Study questions:
1. From the restaurant page, extract the passage starting with "If you have" and going on through "magnificent Inishowen peninsula.".
2. According to the restaurant page, what award did sous chef Kevin Brolly win at IFEX 2010?

Page excerpt:
● ● ● ● ● ● ●
The Edge Restaurant showcases the style and essence of our renowned restaurant chefs in elegant surroundings and perched on the shores of Lough Foyle in Inishowen Peninsula looking out across the waters in Donegal. Our name comes from the fact that if you were any closer to Magilligan Beach you’d be getting wet!
Our philosophy on food is simple, stunning dishes created with passion and served with attention to detail. We work with local suppliers to source the best ingredients so you can enjoy the best in Irish food. All our meats and fish are 100% Irish and fully traceable from farm to fork and the team work hard to ensure you can sit back, relax and enjoy the food, the wine, the service and of course the stunning view.
If you have any special dietary requirements our restaurant team will be delighted to assist.
VIEW Edge Restaurant Menu
Please note that for parties of 14 or more people the following menu is offered VIEW
Meet the team
From his grandfather’s butcher shop in Eglinton, Head Chef Gordon Smyth has had quite a journey. This quiet genius of food has made his way back to his roots via a circuitous route through 5-star resorts and establishments boasting 3 AA Rosettes. His experience both in these islands and across the world has included the opportunity to work under such renowned chefs as Charlie Trotter and Daniel Boulud in America, Marco-Pierre White in London and Tetsuya Wakuda in Sydney. Back home, a spell working in the 5 star Lough Erne Resort followed by his move to the Redcastle Hotel on the magnificent Inishowen peninsula.
Of course Gordon could not be alone in this impressive achievement. Sous chef Kevin Brolly has brought his considerable experience to the team at The Edge for the past 3 years, working alongside Gordon. An award-winning chef, he was a recipient of a gold award at IFEX 2010, Ireland’s largest International Food, Drink, Hospitality and Retail Exhibition, for his mouth-watering seafood dish.
● ● ● ● ● ● ●
Data entries:
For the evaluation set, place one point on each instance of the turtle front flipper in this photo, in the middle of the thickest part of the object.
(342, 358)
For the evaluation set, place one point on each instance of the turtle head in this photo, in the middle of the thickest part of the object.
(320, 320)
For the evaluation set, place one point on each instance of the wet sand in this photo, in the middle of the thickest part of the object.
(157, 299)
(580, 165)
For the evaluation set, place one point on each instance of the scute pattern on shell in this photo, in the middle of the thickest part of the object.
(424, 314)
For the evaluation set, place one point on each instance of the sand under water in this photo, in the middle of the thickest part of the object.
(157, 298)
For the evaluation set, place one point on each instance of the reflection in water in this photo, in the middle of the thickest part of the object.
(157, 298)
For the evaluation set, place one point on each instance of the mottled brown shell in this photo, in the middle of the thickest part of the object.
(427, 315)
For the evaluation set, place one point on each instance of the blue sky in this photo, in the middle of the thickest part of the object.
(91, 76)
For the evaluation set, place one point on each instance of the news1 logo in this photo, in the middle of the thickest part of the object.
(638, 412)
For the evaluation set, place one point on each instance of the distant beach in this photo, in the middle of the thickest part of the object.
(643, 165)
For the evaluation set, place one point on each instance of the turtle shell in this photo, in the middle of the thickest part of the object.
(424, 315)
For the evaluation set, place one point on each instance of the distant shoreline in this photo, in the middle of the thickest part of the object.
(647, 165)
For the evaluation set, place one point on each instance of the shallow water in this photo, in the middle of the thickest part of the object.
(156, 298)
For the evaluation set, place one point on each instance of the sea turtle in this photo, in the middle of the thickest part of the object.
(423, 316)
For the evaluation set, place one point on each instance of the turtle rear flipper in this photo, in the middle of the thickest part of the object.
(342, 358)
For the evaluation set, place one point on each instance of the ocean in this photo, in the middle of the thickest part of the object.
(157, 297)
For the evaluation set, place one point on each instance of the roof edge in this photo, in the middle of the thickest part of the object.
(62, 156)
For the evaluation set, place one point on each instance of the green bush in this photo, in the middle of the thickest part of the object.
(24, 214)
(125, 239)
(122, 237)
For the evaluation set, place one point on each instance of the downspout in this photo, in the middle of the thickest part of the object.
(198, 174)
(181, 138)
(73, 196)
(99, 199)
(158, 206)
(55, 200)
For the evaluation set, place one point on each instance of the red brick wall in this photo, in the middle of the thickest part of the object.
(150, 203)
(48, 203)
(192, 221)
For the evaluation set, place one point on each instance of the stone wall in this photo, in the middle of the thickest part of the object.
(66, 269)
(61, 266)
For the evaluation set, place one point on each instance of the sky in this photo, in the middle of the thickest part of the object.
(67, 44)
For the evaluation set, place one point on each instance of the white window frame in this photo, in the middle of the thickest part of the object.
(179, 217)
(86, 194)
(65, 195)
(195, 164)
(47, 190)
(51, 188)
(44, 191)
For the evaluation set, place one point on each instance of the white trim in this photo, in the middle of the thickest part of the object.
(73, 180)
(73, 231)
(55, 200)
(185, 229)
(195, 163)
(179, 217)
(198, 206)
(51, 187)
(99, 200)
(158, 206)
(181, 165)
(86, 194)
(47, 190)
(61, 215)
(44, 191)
● ● ● ● ● ● ●
Solutions:
1.
If you have any special dietary requirements our restaurant team will be delighted to assist.
VIEW Edge Restaurant Menu
Please note that for parties of 14 or more people the following menu is offered VIEW
Meet the team
From his grandfather’s butcher shop in Eglinton, Head Chef Gordon Smyth has had quite a journey. This quiet genius of food has made his way back to his roots via a circuitous route through 5-star resorts and establishments boasting 3 AA Rosettes. His experience both in these islands and across the world has included the opportunity to work under such renowned chefs as Charlie Trotter and Daniel Boulud in America, Marco-Pierre White in London and Tetsuya Wakuda in Sydney. Back home, a spell working in the 5 star Lough Erne Resort followed by his move to the Redcastle Hotel on the magnificent Inishowen peninsula.

2. A gold award for his seafood dish.